Listing —
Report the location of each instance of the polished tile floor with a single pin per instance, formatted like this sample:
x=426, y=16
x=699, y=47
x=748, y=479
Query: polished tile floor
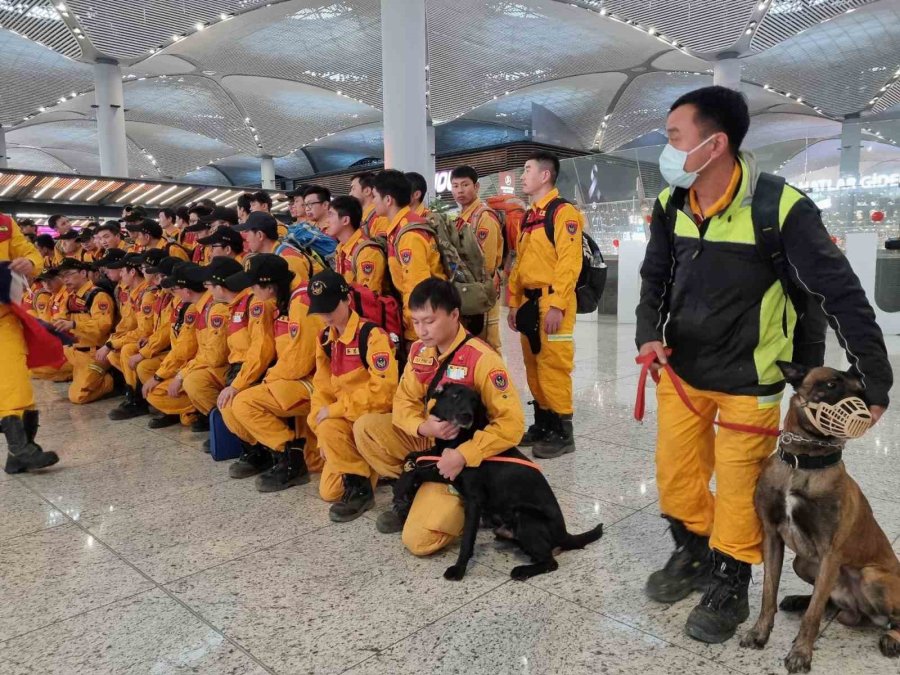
x=137, y=554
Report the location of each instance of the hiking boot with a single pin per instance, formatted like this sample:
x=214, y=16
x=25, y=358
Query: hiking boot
x=724, y=606
x=201, y=424
x=253, y=460
x=289, y=469
x=687, y=569
x=133, y=406
x=356, y=500
x=23, y=453
x=541, y=427
x=559, y=441
x=163, y=421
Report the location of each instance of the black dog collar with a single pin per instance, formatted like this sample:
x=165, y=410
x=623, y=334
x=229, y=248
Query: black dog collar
x=809, y=462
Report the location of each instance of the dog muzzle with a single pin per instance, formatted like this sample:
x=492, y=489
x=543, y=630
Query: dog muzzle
x=848, y=418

Set task —
Reproduce all of the material above verbatim, leaving out the pictures.

Exercise response —
Report the location of each instance of the polished tile floor with a single pin per instance, formatted like this sample:
x=426, y=16
x=699, y=47
x=748, y=479
Query: polished tile floor
x=137, y=554
Report the location of each instance of the hiking boot with a single pin per instance, formatted like this sample:
x=214, y=16
x=25, y=358
Query: hiking boot
x=724, y=606
x=201, y=424
x=253, y=460
x=289, y=469
x=687, y=569
x=133, y=406
x=356, y=500
x=23, y=453
x=541, y=427
x=559, y=441
x=163, y=421
Report the location of each instance of the black dog collar with a single pin per instance, formatted like this sample:
x=165, y=410
x=623, y=334
x=229, y=248
Query: black dog collar
x=809, y=462
Report the location of each instance of the dog muzzle with a single pin per instance, formatted like this sample:
x=492, y=489
x=543, y=630
Query: dog muzzle
x=848, y=418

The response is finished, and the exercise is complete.